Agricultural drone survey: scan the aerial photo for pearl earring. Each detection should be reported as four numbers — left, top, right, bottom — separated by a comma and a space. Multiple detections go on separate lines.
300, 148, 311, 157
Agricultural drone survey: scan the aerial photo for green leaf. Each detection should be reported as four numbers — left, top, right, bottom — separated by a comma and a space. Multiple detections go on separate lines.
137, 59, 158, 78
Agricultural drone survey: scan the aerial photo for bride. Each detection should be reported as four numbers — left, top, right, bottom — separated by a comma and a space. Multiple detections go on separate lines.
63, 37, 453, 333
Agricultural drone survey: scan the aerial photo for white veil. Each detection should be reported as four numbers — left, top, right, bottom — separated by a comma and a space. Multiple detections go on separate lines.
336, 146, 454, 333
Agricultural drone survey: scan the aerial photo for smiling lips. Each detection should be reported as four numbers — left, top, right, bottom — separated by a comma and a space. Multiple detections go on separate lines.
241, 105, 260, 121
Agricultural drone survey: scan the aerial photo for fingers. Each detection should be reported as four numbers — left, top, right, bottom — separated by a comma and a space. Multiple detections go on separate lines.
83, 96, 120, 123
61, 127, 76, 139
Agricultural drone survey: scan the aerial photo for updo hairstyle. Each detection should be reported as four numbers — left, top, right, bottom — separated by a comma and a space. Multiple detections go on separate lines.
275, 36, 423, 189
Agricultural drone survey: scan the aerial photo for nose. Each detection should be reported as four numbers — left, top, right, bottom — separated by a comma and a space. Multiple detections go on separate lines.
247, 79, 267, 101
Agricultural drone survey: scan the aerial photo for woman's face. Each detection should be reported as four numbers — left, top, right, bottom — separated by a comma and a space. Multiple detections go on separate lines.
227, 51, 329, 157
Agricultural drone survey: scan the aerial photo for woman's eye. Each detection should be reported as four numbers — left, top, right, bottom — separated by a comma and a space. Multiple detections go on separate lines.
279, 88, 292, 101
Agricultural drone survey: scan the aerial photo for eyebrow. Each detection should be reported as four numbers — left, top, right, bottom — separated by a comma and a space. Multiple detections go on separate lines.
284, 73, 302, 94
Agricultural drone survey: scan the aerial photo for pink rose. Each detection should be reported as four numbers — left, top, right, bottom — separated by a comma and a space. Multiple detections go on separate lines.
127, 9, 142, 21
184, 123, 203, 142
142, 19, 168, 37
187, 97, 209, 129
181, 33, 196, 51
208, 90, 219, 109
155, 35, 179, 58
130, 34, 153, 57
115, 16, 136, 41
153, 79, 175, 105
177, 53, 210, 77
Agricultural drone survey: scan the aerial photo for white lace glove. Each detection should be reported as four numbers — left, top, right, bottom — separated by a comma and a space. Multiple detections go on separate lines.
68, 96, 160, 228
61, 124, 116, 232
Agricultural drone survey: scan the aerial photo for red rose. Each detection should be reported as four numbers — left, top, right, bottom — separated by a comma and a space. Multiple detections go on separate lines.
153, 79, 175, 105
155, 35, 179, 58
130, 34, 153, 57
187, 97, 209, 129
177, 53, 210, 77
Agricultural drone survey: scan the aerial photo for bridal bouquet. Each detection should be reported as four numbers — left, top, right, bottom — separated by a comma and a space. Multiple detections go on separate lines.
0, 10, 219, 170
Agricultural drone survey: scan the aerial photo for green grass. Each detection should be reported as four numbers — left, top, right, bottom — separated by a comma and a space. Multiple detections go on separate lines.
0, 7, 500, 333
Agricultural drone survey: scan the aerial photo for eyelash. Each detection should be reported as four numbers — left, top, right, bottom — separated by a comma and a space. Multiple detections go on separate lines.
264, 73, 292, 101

====================

YOUR GOAL:
Rewrite the lines between the one holding "Agricultural drone survey: scan the aerial photo for red" and the one holding "0, 10, 219, 170", inclusive, putting "wedding bouquet" in place of "bridal bouquet" and leaving everything else unchanged.

RESPONSE TO THIS EXERCISE:
Agricultural drone survey: scan the aerial photo for red rose. Each detection should be reported as four numbers — left, top, right, bottom — separated by a comma and a space. Multiple detections go on separate lines.
153, 79, 175, 105
155, 35, 179, 58
130, 34, 153, 57
187, 97, 209, 129
177, 53, 210, 77
Agricultural drone survey: scan the aerial photo for wedding bouquet. Each detection should be reported as four numbers — left, top, right, bottom — separated by a comma and a space. Multiple detections go on separate lines.
0, 10, 219, 170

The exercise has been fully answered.